(Collection entries)
+---+
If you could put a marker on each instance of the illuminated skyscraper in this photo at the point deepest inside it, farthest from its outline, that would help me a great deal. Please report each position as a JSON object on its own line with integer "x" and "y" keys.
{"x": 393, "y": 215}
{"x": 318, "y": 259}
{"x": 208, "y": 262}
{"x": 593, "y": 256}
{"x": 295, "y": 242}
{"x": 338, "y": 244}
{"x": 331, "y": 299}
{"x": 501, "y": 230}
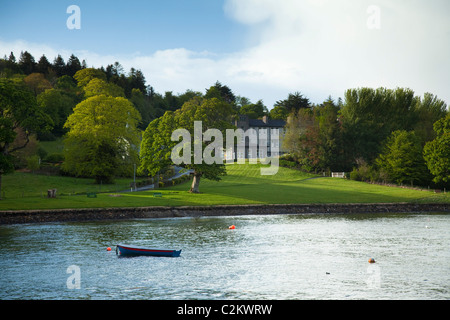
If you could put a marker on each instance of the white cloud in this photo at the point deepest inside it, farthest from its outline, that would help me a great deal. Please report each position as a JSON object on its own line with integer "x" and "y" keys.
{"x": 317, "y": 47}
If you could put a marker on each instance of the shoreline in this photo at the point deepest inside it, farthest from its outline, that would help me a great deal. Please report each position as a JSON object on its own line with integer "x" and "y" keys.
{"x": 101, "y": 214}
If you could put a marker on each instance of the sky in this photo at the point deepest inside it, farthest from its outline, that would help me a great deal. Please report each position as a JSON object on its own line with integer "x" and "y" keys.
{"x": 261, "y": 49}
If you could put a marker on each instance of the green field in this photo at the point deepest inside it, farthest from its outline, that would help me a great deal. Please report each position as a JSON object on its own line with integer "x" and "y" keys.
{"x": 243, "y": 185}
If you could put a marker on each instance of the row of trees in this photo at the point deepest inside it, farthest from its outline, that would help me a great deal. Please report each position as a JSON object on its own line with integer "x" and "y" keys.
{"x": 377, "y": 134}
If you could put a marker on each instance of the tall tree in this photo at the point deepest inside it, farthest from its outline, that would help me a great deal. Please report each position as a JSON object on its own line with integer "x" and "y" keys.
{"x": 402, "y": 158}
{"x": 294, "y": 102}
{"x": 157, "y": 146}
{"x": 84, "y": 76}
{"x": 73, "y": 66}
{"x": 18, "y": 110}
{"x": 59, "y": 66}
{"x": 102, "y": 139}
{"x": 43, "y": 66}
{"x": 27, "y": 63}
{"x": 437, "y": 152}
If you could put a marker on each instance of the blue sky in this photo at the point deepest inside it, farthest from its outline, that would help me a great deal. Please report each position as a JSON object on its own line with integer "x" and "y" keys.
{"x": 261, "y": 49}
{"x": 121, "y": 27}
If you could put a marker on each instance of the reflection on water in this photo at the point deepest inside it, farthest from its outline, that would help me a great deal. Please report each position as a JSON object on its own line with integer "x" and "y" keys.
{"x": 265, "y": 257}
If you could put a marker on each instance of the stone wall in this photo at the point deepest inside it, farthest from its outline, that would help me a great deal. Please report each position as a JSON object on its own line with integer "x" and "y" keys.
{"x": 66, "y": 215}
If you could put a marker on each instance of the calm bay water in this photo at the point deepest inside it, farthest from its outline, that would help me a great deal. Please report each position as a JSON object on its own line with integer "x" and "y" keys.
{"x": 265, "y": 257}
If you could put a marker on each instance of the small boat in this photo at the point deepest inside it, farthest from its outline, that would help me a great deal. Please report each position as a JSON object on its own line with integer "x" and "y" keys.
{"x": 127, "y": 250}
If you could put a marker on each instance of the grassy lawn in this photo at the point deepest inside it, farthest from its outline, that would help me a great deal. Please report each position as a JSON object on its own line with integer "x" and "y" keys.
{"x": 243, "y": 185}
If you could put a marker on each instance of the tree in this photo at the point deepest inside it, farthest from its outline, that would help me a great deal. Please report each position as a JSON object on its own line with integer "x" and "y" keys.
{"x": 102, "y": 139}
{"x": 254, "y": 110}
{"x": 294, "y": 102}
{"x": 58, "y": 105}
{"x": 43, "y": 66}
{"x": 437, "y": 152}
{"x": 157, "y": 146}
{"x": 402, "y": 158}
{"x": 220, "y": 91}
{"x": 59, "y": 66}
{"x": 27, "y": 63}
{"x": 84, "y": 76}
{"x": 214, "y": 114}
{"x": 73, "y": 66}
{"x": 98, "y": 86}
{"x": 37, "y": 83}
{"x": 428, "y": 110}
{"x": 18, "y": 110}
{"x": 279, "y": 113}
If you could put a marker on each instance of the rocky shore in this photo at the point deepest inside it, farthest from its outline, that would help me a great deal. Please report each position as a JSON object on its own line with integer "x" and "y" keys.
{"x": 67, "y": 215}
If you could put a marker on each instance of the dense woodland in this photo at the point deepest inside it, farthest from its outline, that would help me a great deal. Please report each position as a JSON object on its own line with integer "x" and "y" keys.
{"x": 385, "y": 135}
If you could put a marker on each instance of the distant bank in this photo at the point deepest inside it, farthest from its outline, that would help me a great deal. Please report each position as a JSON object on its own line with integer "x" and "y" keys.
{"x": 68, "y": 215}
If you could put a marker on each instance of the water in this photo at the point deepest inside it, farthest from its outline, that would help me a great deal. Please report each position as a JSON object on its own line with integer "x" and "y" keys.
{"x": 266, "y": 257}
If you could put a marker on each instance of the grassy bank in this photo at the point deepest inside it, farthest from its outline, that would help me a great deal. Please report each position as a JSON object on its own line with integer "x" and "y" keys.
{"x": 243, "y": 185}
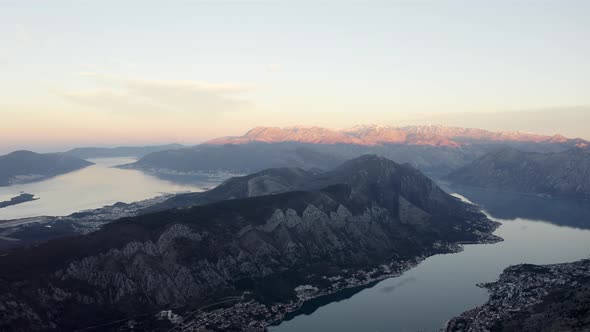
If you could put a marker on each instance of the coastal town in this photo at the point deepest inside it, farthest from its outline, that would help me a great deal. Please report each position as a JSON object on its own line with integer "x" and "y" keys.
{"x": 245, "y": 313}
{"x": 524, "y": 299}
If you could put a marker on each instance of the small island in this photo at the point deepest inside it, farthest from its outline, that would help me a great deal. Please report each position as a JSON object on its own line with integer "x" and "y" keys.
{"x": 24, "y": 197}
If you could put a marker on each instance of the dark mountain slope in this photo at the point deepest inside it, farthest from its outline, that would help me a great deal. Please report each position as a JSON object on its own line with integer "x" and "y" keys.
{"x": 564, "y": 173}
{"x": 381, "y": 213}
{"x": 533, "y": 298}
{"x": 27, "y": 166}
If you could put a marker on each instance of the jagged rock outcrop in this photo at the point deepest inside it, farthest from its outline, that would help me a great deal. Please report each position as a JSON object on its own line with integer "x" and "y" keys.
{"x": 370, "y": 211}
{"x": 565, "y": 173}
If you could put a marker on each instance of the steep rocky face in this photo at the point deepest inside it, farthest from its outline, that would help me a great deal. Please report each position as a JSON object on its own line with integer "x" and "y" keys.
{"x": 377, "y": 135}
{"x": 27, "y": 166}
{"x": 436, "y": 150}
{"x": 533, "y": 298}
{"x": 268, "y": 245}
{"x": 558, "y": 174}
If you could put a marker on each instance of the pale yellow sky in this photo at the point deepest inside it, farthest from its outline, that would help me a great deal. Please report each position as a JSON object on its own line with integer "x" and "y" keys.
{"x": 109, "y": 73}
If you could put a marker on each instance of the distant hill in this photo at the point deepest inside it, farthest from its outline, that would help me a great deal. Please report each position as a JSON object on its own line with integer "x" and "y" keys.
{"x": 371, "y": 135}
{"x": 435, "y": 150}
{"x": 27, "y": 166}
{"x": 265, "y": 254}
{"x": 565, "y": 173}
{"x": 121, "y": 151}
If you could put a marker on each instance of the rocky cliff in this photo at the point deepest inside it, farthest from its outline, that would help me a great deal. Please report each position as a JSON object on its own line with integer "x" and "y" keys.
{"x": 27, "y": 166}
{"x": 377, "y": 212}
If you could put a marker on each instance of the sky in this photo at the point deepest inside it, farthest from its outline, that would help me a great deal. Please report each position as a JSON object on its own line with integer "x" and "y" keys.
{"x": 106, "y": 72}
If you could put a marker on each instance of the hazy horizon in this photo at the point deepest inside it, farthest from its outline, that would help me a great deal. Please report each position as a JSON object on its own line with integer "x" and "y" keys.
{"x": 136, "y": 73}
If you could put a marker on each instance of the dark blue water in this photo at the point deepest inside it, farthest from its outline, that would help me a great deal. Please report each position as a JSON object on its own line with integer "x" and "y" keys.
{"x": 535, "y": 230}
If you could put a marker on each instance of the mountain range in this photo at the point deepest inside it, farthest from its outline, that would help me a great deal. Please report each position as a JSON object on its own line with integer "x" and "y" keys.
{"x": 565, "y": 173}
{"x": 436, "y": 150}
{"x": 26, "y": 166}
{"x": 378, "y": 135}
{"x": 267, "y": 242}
+---+
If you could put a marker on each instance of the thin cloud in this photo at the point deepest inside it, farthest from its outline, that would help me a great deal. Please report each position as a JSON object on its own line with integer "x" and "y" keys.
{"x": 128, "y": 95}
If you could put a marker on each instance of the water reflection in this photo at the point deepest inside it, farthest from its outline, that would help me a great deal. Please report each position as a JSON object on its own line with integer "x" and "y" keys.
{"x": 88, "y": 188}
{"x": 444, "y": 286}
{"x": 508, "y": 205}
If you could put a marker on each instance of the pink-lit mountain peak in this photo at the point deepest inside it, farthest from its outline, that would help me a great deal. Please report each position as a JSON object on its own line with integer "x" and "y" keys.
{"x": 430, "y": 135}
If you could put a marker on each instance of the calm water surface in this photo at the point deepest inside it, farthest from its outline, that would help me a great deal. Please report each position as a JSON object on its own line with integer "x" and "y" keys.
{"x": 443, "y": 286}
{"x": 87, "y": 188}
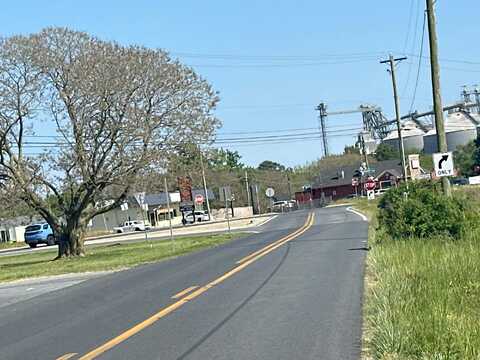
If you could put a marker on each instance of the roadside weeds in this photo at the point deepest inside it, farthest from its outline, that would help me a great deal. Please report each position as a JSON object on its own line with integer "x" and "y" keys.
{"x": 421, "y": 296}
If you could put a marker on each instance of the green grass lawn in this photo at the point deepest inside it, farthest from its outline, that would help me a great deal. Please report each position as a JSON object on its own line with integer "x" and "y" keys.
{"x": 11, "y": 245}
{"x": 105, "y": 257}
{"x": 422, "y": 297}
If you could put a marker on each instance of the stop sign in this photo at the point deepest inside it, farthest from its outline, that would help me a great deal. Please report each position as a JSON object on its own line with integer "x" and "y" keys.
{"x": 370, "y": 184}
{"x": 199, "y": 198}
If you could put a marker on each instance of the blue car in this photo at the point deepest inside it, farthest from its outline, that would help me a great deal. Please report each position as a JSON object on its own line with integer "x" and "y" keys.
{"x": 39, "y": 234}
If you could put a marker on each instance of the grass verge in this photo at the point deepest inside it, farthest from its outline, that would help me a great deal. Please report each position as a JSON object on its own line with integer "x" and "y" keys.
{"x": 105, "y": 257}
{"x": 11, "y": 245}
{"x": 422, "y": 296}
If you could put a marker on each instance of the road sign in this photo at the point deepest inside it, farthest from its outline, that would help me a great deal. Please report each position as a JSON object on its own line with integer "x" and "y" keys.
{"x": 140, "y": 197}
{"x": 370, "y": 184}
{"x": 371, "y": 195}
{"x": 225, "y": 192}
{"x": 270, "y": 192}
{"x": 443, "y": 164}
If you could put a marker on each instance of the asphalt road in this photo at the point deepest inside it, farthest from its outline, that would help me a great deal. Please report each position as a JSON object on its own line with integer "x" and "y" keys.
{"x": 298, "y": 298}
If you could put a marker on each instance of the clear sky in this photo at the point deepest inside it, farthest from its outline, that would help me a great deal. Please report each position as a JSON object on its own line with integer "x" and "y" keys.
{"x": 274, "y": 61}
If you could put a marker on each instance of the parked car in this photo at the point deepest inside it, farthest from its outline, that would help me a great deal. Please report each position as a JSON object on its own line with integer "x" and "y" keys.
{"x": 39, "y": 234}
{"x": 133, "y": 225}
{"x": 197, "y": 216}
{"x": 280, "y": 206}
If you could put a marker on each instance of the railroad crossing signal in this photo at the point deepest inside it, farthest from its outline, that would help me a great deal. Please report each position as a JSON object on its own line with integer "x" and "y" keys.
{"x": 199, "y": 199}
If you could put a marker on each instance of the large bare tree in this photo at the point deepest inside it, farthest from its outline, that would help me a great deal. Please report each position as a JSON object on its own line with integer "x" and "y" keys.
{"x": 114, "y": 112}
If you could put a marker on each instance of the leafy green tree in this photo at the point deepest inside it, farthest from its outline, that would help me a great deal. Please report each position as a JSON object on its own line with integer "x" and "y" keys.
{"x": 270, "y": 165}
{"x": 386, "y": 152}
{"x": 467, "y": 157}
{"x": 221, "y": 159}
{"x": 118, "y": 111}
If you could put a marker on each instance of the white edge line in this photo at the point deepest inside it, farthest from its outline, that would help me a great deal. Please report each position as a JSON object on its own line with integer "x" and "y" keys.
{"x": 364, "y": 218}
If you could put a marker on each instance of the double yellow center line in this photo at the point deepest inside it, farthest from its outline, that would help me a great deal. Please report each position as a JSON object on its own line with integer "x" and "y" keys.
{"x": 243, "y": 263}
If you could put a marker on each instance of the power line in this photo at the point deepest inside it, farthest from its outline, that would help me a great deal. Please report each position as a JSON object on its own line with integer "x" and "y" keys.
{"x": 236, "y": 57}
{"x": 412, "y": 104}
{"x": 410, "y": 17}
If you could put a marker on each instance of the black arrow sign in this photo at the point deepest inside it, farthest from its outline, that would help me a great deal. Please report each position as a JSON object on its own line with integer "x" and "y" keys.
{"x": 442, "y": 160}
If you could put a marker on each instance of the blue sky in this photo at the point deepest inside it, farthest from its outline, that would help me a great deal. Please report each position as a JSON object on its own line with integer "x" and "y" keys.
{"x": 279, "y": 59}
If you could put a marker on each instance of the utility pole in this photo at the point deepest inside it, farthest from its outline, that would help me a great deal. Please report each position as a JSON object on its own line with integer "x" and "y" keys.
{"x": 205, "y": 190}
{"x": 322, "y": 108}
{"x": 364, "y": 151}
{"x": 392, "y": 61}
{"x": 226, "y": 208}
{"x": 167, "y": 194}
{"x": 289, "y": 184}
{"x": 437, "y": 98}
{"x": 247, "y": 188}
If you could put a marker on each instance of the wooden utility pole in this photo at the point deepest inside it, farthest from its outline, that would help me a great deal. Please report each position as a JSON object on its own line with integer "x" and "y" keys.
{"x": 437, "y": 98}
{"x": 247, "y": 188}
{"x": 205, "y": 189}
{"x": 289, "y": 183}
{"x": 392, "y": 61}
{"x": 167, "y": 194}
+---+
Tally the lines of the data above that contain the string "crossing", and give only that number.

1